____ Source data

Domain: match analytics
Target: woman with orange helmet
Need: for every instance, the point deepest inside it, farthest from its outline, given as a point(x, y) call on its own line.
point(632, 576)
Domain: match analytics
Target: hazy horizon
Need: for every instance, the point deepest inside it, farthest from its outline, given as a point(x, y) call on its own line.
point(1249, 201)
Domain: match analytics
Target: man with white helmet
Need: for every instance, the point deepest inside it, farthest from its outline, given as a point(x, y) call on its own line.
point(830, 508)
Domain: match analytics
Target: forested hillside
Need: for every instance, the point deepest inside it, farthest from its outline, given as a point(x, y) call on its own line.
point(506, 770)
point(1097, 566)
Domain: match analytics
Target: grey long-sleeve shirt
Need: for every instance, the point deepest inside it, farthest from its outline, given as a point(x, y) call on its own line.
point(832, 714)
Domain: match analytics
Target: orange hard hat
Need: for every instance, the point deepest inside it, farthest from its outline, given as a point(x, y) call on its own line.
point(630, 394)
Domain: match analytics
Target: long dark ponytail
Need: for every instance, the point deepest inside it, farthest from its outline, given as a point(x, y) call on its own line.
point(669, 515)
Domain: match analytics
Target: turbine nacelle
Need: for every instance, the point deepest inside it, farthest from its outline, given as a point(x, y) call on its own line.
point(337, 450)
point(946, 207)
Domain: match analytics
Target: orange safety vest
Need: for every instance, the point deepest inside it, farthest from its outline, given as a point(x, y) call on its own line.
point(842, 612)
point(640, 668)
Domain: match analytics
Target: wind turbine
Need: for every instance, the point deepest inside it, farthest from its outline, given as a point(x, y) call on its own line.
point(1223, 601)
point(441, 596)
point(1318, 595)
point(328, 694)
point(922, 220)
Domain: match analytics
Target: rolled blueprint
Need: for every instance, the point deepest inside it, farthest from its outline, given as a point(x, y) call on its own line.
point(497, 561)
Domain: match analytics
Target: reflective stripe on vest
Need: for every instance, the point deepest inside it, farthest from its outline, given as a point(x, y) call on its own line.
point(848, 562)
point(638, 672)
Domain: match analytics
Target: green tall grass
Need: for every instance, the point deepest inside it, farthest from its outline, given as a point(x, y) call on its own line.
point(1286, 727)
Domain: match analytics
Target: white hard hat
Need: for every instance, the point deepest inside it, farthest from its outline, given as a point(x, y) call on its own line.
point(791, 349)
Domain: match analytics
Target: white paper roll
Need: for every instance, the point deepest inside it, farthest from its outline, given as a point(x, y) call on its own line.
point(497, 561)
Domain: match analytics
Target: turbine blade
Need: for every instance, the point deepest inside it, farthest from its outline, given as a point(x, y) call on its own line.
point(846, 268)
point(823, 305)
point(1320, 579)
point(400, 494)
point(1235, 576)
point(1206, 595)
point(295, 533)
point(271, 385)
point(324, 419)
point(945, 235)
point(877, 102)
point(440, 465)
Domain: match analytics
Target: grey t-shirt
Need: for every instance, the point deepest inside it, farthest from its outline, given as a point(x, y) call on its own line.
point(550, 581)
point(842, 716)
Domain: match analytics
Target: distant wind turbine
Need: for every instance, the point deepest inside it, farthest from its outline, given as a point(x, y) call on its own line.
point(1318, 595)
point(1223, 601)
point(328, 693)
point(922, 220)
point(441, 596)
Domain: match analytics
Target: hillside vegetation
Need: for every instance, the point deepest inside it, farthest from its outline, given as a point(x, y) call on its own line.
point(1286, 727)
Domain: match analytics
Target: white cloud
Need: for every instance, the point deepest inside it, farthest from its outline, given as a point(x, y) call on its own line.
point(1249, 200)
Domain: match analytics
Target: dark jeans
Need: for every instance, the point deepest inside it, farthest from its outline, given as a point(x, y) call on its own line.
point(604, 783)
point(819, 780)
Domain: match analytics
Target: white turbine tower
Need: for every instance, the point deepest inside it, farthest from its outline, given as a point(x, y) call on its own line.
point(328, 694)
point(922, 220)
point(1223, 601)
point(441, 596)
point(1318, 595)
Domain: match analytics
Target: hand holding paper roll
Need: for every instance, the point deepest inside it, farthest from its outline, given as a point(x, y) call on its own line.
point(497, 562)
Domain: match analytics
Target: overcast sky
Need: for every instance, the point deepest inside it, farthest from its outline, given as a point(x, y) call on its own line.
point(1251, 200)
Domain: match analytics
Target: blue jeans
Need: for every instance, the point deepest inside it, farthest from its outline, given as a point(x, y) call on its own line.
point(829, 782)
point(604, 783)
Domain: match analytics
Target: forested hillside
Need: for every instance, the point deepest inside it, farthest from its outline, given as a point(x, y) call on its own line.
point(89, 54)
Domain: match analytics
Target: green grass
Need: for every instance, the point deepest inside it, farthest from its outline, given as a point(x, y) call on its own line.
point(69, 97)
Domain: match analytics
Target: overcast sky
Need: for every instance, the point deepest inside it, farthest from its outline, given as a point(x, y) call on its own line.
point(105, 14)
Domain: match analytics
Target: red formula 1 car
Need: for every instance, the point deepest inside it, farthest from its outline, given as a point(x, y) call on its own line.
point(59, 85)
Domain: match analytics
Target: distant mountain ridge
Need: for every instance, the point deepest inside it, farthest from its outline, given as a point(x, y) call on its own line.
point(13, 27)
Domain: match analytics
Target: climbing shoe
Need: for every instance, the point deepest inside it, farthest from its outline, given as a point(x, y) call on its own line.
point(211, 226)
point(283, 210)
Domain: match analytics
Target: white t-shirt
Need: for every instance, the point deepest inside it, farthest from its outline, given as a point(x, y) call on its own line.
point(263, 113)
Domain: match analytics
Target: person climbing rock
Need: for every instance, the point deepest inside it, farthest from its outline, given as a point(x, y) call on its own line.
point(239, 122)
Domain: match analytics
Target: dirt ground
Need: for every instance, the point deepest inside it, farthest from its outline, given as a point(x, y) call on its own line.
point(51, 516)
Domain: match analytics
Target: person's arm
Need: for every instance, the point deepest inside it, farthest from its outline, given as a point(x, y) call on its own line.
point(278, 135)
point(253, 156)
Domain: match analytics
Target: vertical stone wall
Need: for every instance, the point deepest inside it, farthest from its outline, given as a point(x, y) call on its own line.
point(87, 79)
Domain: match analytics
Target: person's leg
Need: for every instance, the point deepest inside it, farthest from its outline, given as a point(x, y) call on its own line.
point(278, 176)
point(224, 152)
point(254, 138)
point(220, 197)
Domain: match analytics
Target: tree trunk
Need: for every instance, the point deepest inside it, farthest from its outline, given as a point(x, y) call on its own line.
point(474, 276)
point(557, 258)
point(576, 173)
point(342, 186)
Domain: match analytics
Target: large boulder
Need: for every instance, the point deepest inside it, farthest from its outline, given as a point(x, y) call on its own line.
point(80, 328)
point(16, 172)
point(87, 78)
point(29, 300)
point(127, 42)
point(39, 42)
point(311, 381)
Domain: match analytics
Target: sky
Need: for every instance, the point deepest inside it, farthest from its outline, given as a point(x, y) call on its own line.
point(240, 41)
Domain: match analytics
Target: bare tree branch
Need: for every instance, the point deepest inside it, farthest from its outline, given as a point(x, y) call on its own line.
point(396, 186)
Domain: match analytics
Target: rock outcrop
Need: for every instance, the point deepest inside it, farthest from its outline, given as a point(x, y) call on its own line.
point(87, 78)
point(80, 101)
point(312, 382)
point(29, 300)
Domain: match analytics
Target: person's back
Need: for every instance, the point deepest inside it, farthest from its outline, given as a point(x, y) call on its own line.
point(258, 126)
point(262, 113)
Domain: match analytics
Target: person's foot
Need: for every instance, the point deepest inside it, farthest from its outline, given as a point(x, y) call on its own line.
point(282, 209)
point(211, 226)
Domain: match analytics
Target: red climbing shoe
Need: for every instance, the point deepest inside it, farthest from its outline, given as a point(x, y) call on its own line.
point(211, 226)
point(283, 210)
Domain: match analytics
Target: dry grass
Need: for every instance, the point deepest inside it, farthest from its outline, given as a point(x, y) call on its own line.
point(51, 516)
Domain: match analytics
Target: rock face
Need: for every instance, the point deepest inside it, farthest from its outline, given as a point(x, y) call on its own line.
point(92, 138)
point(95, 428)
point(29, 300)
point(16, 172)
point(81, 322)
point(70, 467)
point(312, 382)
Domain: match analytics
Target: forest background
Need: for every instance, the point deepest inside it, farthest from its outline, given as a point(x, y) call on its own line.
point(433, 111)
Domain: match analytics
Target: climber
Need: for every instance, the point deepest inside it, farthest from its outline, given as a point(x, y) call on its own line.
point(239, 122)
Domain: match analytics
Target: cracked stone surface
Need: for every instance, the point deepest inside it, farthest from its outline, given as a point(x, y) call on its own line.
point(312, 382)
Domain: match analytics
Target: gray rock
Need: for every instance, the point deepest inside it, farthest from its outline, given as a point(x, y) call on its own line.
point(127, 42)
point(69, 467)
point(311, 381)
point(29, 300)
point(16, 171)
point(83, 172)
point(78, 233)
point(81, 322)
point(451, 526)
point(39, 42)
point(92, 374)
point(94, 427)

________

• [What you have to do] Output the part of the records that opens with the first line and closes with the line containing "point(632, 576)" as a numbered list, including both ends and leaving out any blank lines.

• [Answer to the problem]
1. Domain: match analytics
2. Target: woman with orange helmet
3. Need: for every instance, the point deepest inside it, farthest from its outline, given as a point(x, y) call on its own line.
4. point(632, 576)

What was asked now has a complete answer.